**Set problem**
Lines from the one containing "Where can you see the woman with black-framed" through the end of the data are to be returned exactly, and no others.

(Excerpts of pointing data)
*****
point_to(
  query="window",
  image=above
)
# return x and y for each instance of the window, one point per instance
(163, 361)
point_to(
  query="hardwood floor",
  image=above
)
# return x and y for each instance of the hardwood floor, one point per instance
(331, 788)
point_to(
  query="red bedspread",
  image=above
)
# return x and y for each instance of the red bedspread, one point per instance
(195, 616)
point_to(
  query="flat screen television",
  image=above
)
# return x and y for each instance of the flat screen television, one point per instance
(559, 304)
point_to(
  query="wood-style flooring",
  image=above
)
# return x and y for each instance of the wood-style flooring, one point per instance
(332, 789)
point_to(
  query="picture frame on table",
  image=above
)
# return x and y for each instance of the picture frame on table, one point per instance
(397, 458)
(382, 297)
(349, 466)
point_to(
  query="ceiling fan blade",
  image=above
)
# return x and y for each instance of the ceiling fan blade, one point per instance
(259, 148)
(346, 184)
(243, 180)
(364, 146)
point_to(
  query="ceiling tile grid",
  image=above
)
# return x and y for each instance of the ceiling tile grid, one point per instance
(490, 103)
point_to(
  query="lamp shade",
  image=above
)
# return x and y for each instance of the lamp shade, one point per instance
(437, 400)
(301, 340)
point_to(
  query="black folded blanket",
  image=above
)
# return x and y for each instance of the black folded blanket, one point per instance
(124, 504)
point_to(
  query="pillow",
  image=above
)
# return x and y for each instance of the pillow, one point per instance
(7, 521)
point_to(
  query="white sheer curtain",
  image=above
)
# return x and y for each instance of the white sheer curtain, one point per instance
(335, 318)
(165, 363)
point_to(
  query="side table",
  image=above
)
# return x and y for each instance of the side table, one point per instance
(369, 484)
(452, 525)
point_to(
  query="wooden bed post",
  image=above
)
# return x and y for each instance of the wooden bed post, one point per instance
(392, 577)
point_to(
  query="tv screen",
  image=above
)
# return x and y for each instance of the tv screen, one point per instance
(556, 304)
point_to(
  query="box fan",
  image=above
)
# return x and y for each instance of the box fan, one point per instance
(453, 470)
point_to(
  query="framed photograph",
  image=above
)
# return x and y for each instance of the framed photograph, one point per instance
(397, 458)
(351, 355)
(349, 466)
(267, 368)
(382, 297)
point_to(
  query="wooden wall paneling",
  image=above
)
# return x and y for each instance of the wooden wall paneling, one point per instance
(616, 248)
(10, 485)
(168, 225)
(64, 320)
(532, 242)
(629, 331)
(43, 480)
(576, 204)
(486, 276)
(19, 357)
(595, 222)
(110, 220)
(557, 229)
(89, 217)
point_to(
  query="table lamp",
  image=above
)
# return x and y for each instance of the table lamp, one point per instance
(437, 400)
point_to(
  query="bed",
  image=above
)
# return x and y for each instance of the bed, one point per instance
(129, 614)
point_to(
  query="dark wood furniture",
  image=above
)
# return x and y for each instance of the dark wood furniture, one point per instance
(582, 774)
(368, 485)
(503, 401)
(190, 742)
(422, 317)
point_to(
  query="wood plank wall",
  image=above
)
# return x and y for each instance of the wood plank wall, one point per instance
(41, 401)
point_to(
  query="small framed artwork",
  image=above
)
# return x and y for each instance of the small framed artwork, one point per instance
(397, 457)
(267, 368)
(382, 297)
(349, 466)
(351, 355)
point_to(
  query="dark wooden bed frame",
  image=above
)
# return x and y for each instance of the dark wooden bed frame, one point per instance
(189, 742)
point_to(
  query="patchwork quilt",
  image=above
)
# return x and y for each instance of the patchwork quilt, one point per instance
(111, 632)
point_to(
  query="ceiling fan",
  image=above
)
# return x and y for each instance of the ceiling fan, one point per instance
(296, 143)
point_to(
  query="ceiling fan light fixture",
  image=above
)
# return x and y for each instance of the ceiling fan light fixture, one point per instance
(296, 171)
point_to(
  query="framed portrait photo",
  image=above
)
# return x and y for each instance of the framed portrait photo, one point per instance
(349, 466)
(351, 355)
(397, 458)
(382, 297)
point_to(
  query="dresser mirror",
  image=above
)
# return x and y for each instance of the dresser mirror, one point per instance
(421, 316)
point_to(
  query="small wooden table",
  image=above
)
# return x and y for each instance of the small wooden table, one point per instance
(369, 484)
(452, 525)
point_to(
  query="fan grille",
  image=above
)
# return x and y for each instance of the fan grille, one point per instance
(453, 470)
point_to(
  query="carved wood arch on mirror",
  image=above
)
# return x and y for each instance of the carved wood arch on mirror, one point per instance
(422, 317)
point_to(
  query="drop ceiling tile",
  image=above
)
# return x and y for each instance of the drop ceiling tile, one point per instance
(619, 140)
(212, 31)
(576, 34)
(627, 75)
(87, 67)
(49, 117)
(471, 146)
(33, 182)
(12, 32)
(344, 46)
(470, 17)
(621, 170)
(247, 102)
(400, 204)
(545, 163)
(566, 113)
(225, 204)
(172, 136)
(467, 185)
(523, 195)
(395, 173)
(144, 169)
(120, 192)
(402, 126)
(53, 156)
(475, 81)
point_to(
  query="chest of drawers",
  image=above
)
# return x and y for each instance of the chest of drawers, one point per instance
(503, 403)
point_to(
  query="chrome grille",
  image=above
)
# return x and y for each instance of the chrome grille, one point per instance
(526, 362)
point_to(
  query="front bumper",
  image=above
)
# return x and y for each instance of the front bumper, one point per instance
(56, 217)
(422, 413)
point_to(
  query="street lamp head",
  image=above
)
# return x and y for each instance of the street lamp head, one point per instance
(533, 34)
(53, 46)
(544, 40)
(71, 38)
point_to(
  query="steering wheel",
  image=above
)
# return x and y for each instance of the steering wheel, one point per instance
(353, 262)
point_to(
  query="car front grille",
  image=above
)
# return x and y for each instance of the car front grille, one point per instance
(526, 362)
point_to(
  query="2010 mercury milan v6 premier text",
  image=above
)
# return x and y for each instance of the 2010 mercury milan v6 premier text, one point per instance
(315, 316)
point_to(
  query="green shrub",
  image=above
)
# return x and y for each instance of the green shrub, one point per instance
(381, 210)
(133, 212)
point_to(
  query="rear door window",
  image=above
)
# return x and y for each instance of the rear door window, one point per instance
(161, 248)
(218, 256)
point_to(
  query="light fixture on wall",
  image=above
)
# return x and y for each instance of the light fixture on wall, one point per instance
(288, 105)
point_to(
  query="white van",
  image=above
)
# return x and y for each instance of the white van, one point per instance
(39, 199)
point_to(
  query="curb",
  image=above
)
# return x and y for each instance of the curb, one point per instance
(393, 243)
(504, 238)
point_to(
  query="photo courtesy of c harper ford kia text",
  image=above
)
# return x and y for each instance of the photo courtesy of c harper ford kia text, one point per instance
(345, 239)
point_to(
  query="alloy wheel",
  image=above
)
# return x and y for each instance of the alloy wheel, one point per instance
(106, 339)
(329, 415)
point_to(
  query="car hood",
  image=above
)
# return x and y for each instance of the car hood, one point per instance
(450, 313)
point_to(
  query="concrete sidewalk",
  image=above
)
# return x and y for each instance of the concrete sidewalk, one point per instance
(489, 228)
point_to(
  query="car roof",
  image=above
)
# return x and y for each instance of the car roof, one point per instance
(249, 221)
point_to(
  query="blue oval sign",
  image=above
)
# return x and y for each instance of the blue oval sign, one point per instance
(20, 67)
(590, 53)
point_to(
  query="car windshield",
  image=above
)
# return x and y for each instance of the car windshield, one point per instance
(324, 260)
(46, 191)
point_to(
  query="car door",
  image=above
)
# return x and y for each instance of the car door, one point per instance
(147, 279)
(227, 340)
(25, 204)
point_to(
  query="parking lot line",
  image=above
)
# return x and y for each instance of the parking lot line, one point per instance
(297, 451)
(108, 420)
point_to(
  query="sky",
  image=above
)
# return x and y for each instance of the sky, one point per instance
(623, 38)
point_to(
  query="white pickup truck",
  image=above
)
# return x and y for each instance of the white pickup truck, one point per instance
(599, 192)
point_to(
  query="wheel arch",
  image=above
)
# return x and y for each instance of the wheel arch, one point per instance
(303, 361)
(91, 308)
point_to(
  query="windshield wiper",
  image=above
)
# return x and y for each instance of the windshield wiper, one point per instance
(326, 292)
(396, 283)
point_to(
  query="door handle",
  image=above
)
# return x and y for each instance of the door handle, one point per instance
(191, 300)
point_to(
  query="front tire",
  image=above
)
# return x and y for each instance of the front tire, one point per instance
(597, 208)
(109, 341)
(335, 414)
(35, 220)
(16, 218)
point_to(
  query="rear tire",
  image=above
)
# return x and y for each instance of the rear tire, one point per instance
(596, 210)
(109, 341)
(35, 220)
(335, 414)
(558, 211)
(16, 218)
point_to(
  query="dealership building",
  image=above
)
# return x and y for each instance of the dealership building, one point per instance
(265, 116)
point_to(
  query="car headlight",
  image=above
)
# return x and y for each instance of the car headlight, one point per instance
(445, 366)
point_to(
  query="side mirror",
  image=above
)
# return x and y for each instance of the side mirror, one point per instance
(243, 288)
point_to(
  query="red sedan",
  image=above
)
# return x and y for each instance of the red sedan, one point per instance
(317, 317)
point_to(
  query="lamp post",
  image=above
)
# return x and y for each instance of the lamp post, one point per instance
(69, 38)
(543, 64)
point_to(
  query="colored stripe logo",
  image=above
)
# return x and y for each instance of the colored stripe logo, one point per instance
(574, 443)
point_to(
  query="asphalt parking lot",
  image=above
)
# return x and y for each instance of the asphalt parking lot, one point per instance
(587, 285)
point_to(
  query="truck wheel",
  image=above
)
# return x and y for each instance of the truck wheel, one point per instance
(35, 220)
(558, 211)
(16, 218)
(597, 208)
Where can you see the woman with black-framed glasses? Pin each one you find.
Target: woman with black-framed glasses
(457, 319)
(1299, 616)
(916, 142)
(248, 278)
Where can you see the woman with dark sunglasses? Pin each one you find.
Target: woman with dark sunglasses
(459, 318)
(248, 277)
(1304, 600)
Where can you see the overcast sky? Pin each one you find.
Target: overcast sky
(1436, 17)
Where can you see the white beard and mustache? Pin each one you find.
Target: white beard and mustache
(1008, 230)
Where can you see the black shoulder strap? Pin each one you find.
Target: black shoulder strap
*****
**Result for this task**
Where can you see the woman with black-framed glasses? Pin each one you find.
Target: woman with black-framed glasses
(457, 319)
(1299, 616)
(916, 142)
(248, 278)
Where can you see the woman with dark sunglasses? Pin each one you find.
Target: woman with dark sunglasses
(459, 318)
(248, 277)
(1304, 600)
Where can you see the overcast sky? Pin each one you find.
Target: overcast sky
(1436, 17)
Where can you see the white beard and mustache? Pin each one you find.
Target: white beard and mustache
(1008, 230)
Where can you see the black shoulder strap? Pin each one you find.
Target: black shoulder strap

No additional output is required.